You can stop the osds from changing position at startup with 'osd crush update 
on start = false':


http://docs.ceph.com/docs/master/rados/operations/crush-map/#crush-location


Josh

Sent from Nine

From: Jan-Willem Michels 
Sent: Sep 11, 2017 23:50
To: ceph-users@lists.ceph.com
Subject: [ceph-users] Oeps: lost cluster with: ceph osd require-osd-release 
luminous

> We have a kraken cluster,  at the time newly build, with bluestore enabled. 
> it is 8 systems, with each 10 disks 10TB ,  and each computer has 1 NVME 
> 2TB disk 
> 3 monitor etc 
> About 700 TB and 300TB used. Mainly S3 objectstore 
>
> Of course there is more to the story:  We have one strange thing in our 
> cluster. 
> We tried  to create two pools of storage, default and ssd, and created a 
> new crush rule. 
> Worked without problems for months 
> But when we restart a computer / nvme-osd, it would "forget" that the 
> nvme should be connected the SSD pool ( for that particular computer). 
> Since we don't restart systems, we didn't notice that. 
> The nvme would appear back a default  pool. 
> When we re-apply the same crush rule again it would go back to the SSD 
> pool. 
> All while data kept working on the nvme disks 
>
> Clearly something is not ideal there. And luminous has a different 
> approach to separating  SSD from HDD. 
> So we thought first go to luminous 12.2.0 and later see how we fix this. 
>
> We did an upgrade to luminous and that went well. That requires a reboot 
> / restart off osd's, so all nvme devices where a default. 
> Reapplying the crush rule  brought them back to the ssd pool. 
> Also while doing the upgrade we switched off in ceph.conf the rule: 
> # enable experimental unrecoverable data corrupting features = 
> bluestore, sine in luminous that was no problem 
>
> Everything was working fine. 
> In Ceph -s we had this health warning 
>
>  all OSDs are running luminous or later but 
> require_osd_release < luminous 
>
> So i thought i would set the minimum  OSD version to luminous with; 
>
> ceph osd require-osd-release luminous 
>
> To us that seemed nothing more than a minimum software version that was 
> required to connect tot the cluster 
> the system answered back 
>
> recovery_deletes is set 
>
> and that was it, the same second, ceph-s went to "0" 
>
>   ceph -s 
>    cluster: 
>  id: 5bafad08-31b2-4716-be77-07ad2e2647eb 
>  health: HEALTH_WARN 
>  noout flag(s) set 
>  Reduced data availability: 3248 pgs inactive 
>  Degraded data redundancy: 3248 pgs unclean 
>
>    services: 
>  mon: 3 daemons, quorum Ceph-Mon1,Ceph-Mon2,Ceph-Mon3 
>  mgr: Ceph-Mon2(active), standbys: Ceph-Mon3, Ceph-Mon1 
>  osd: 88 osds: 88 up, 88 in; 297 remapped pgs 
>   flags noout 
>
>    data: 
>  pools:   26 pools, 3248 pgs 
>  objects: 0 objects, 0 bytes 
>  usage:   0 kB used, 0 kB / 0 kB avail 
>  pgs: 100.000% pgs unknown 
>   3248 unknown 
>
> And it was something like this. The errors (apart  from the scrub error)

#### Source excerpt
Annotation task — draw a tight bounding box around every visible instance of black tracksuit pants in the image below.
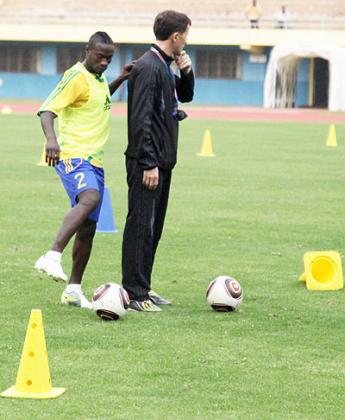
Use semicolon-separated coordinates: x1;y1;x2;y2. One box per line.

#### Tasks and exercises
[A] Check each statement against the Ceph thread. For each one, answer yes or no and quote the words of the thread that decide it.
(i) The cluster consisted of 8 systems, each with 10 disks of 10TB.
(ii) The upgrade to luminous went badly.
(iii) After the command was run, ceph -s showed 88 OSDs up.
[B] According to the Ceph thread, why were all the NVMe devices in the default pool after the upgrade to luminous?
[C] Go on with the Ceph thread, starting after its final words, "The errors (apart from the scrub error)".

#### Responses in order
[A]
(i) Yes: "it is 8 systems, with each 10 disks 10TB"
(ii) No: "We did an upgrade to luminous and that went well."
(iii) Yes: "osd: 88 osds: 88 up, 88 in"

[B] The upgrade required a reboot or restart of the OSDs. On a restart, an NVMe OSD would "forget" that it belonged to the SSD pool and reappear in the default pool, so the crush rule had to be reapplied to move it back.

[C]
> you see would where from the upgrade / restarting, and I would expect 
> them to go away very fast. 
>
> ceph -s 
>    cluster: 
>  id: 5bafad08-31b2-4716-be77-07ad2e2647eb 
>  health: HEALTH_ERR 
>  385 pgs backfill_wait 
>  5 pgs backfilling 
>  135 pgs degraded 
>  1 pgs inconsistent 
>  1 pgs peering 
>  4 pgs recovering 
>  131 pgs recovery_wait 
>  98 pgs stuck degraded 
>  525 pgs stuck unclean 
>  recovery 119/612465488 objects degraded (0.000%) 
>  recovery 24/612465488 objects misplaced (0.000%) 
>  1 scrub errors 
>  noout flag(s) set 
>  all OSDs are running luminous or later but 
> require_osd_release < luminous 
>
>    services: 
>  mon: 3 daemons, quorum Ceph-Mon1,Ceph-Mon2,Ceph-Mon3 
>  mgr: Ceph-Mon2(active), standbys: Ceph-Mon1, Ceph-Mon3 
>  osd: 88 osds: 88 up, 88 in; 387 remapped pgs 
>   flags noout 
>
>    data: 
>  pools:   26 pools, 3248 pgs 
>  objects: 87862k objects, 288 TB 
>  usage:   442 TB used, 300 TB / 742 TB avail 
>  pgs: 0.031% pgs not active 
>   119/612465488 objects degraded (0.000%) 
>   24/612465488 objects misplaced (0.000%) 
>   2720 active+clean 
>   385  active+remapped+backfill_wait 

[ceph-users] Oeps: lost cluster with: ceph osd require-osd-release luminous

2017-09-11 Thread Jan-Willem Michels

We have a kraken cluster,  at the time newly build, with bluestore enabled.
it is 8 systems, with each 10 disks 10TB ,  and each computer has 1 NVME 
2TB disk

3 monitor etc
About 700 TB and 300TB used. Mainly S3 objectstore

Of course there is more to the story:  We have one strange thing in our 
cluster.
We tried  to create two pools of storage, default and ssd, and created a 
new crush rule.

Worked without problems for months
But when we restart a computer / nvme-osd, it would "forget" that the 
nvme should be connected the SSD pool ( for that particular computer).

Since we don't restart systems, we didn't notice that.
The nvme would appear back a default  pool.
When we re-apply the same crush rule again it would go back to the SSD 
pool.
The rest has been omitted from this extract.